A cherub brings the news of the king's death to St. Peter, and George III then arrives accompanied by Lucifer, the archangel Michael and an angelic host. Lucifer claims him for Hell, portraying him as a friend of tyrants and an enemy of liberty: "He ever warr'd with freedom and the free".[4] In support of this view, Lucifer calls John Wilkes's shade as witness, who however declines to give evidence against the king, claiming that his ministers were more to blame. The soul of the pseudonymous pamphleteer Junius is then summoned, and on being asked for his opinion of king George, replies "I loved my country, and I hated him."[5] Lastly the demon Asmodeus produces Robert Southey himself, whom he has abducted from his earthly home. Southey gives an account of his own history, which Byron thus summarises:

He had written praises of a regicide;
    He had written praises of all kings whatever;
He had written for republics far and wide,
    And then against them bitterer than ever;
For pantisocracy he once had cried
    Aloud, a scheme less moral than 't was clever;
Then grew a hearty anti-jacobin
Had turn'd his coat—and would have turn'd his skin.[3]

— Stanza XCVII (lines 769–776)

§ **Dataset excerpt**
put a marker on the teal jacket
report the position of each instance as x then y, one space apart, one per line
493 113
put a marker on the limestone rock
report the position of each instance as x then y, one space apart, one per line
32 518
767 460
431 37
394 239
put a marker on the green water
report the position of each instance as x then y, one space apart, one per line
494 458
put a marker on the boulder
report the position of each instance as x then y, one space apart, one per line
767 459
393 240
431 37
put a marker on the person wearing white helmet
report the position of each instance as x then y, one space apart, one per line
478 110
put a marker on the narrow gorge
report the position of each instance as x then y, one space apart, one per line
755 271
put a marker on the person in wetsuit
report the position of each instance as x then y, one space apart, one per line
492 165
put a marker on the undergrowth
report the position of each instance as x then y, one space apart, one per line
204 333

§ **WRITTEN PROBLEM 1**
Could you rewrite the part of the records that opens with the line containing "put a marker on the undergrowth" and closes at the end of the records, swapping "undergrowth" for "shrubs" and keeping everything else the same?
§ **WRITTEN PROBLEM 2**
Can you carry on the passage about George III's arrival at heaven's gate from where it stops?
The text and the records have nothing to do with each other.

§ **EXPECTED ANSWER 1**
put a marker on the shrubs
report the position of each instance as x then y, one space apart, one per line
204 333

§ **EXPECTED ANSWER 2**
Southey then begins reading from his Vision of Judgement, but before he has got further than the first few lines the angels and devils flee in disgust, and St. Peter knocks the poet down so that he falls back to Derwent Water:

He first sank to the bottom—like his works,
    But soon rose to the surface—like himself;
For all corrupted things are buoy'd like corks,
    By their own rottenness[...][3]

— Stanza CV (lines 833–836)

George III meanwhile takes advantage of the confusion to slip into Heaven unnoticed, and begins practising the hundredth psalm.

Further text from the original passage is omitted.